Written instruction a
In the XSL-FO formatting text, how are four values given for padding applied?

Supplied text
+===+

There also exists a shorthand padding attribute:

<fo:block border="thin solid navy"
          text-align="center"
          padding="2cm">
  <fo:block border="thin solid maroon">
    The outer block has a 2 cm padding from all sides
  </fo:block>
</fo:block>
    

You can also specify several numbers as a value for padding attributes:

  • if there are two values, the top and bottom paddings are set to the first value and the right and left paddings are set to the second;

  • if there are three values, the top is set to the first value, the left and right are set to the second, and the bottom one is set to the third;

  • if there are four values, they apply to the top, right, bottom, and left, respectively.

Example:

<fo:block border="thin solid navy"
          text-align="center"
          padding="1cm 3cm">
  <fo:block border="thin solid maroon">
    The outer block has 1 cm padding from top and bottom,
    and 3 cm padding from right and left.
  </fo:block>
</fo:block>
    

Like borders, padding may be conditional at page breaks: specifying padding-{side}.conditionality="discard" suppresses padding before or after a page break. Like for borders, only writing-mode oriented sides (before, after, start, and end) are permitted in this position.

To complete the picture, let's learn how to set backgrounds for blocks.

Blocks may have different backgrounds — colored or even decorated with a graphic. To specify a color for the background, use background-color property:

<fo:block color="yellow"
          background-color="red"
          padding="12pt"
          text-align="center">
  Yellow on red
</fo:block>
    

To add a background image to the block, you should

  • specify image source — background-image;

  • specify image position — background-position;

  • specify whether the image should be repeated along any of the axes — background-repeat.

The background-image attribute specifies an URI of the bitmap image file. XEP handles HTTP, FTP, and file system resource locators in URIs. An unqualified URI is treated as a path to a file in the local file system; if the path is relative, it is calculated from the location of the source XSL FO (XSLFO) document (rather than from the current directory where XEP is run). Note also the url('…') function-like wrapper around the file name: this is required by the XSL 1.0 Recommendation. (XEP recognizes unwrapped URLs, too).

Note

Under Win32, absolute pathnames may contain a colon after the disk letter. These colons confuse Java URI resolver: the disk letter is treated as protocol name. Use an unabridged file URI:

file:/C:/XEP/myimage.jpg

Example:

<fo:block border="0.5pt solid silver"
          background-image="url('spots.jpg')"
          padding="18pt"
          text-align="center">
  The whole background tiled with colored spots
</fo:block>
    

By default, an image specified in background-image tiles the whole block. To insert only a single instance, disable tiling by setting background-repeat="no-repeat":

<fo:block border="0.5pt solid silver"
          background-image="url('spots.jpg')"
          background-repeat="no-repeat"
          background-position-horizontal="center"
          background-position-vertical="center"
          padding="18pt"

+===+

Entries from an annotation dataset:

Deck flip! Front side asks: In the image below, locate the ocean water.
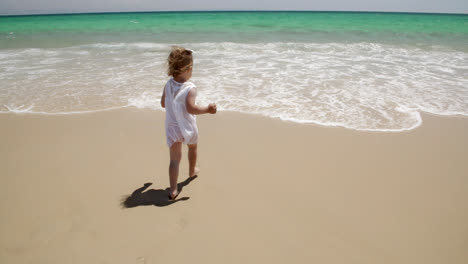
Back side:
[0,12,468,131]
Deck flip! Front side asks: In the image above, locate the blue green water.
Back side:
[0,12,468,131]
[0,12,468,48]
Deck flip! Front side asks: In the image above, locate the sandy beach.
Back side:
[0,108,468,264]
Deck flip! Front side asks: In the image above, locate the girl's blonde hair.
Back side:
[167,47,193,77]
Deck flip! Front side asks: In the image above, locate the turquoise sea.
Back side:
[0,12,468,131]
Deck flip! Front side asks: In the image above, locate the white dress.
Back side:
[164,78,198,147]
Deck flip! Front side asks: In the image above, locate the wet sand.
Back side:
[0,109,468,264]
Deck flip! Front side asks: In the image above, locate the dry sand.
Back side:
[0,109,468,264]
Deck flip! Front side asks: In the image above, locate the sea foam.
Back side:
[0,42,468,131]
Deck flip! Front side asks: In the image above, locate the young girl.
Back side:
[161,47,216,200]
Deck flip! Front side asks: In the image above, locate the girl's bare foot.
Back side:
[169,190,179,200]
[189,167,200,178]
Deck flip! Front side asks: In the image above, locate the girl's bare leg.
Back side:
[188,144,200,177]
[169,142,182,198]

+===+

Written instruction b
Render the records as a two-column CSV with the columns request and box, one row per request. Quote each field and turn line breaks into spaces. Include only the part of the records that opens with the line containing "the dry sand." and runs through the end of the records.

Task answer a
They apply to the top, right, bottom, and left, respectively.

Task answer b
request,box
"Deck flip! Front side asks: In the image above, locate the dry sand. Back side:","[0,109,468,264]"
"Deck flip! Front side asks: In the image above, locate the sea foam. Back side:","[0,42,468,131]"
"Deck flip! Front side asks: In the image above, locate the young girl. Back side:","[161,47,216,200]"
"Deck flip! Front side asks: In the image above, locate the girl's bare foot. Back side:","[169,190,179,200] [189,167,200,178]"
"Deck flip! Front side asks: In the image above, locate the girl's bare leg. Back side:","[188,144,200,177] [169,142,182,198]"